Source extract:
▼▼▼
Document Number
01-26
Tax Type
Retail Sales and Use Tax
Description
Construction equipment; "First use"; Manufacturing exemption
Topic
Exemptions
Property Subject to Tax
Date Issued
03-28-2001
March 28, 2001

Re: § 58.1-1821 Application: Retail Sales and Use Tax

Dear ****

This is in response to your letter requesting correction of a sales and use tax audit assessment issued to **** (the "Taxpayer"). I apologize for the delay in responding to your letter. Copies of cited sources are enclosed.

FACTS

The Taxpayer is a contractor engaged solely in building athletic tracks. An audit for the period March 1997 through December 1999 resulted in the assessment of use tax on untaxed purchases of equipment shipped into Virginia and other tangible personal property used in its operations.

The Taxpayer takes exception to the use tax assessed on its track construction equipment and maintains that this equipment qualifies for the industrial manufacturing exemption set out by Code of Virginia § 58.1-609.3(2). The contested equipment consists of a mixer, paver, sprayer, and generator; all are used at construction sites. The Taxpayer also claims that this equipment was never used in Virginia.

DETERMINATION

Manufacturing Exemption

To qualify as an industrial manufacturer or processor, the Taxpayer must satisfy two tests: (1) a business must manufacture or process products for sale or resale, and (2) such production must be industrial in nature. See Title 23 of the Virginia Administrative Code ("VAC") 10-210-920. As track construction involves permanently affixing tangible personal property to realty, the Taxpayer is considered a real property service contractor, not an industrial manufacturer or processor. See 23 VAC 10-210-410(A).

As a real property service contractor, the Taxpayer is liable for the sales and use tax on all tangible personal property which it purchases for use or consumption in connection with its track construction contracts. It is my understanding that the Taxpayer does not sell its blended materials at wholesale or retail; i.e., it does not sell such materials to contractors or other persons without installation. Since the Taxpayer does not sell its track coating products without installation, it cannot be considered processing products "for sale or resale." Therefore, it does not satisfy the first test.

For a determination of whether a business is considered industrial in nature, Title 23 VAC 10-210-920 requires the business to be substantially similar to other businesses classified in manufacturing codes 20 through 39 of the Standard Industrial Classification ("SIC") Manual. However, the Taxpayer's real property activities are more appropriately classified under SIC codes 15 - 17, i.e., construction classifications.
▲▲▲
Dataset section:
▼▼▼
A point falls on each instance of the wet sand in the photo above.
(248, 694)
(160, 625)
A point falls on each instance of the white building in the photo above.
▲▲▲
Written task:
Set down, word for word, the passage of the tax ruling from "The Taxpayer is a" to "in its operations.".

Solution:
The Taxpayer is a contractor engaged solely in building athletic tracks. An audit for the period March 1997 through December 1999 resulted in the assessment of use tax on untaxed purchases of equipment shipped into Virginia and other tangible personal property used in its operations.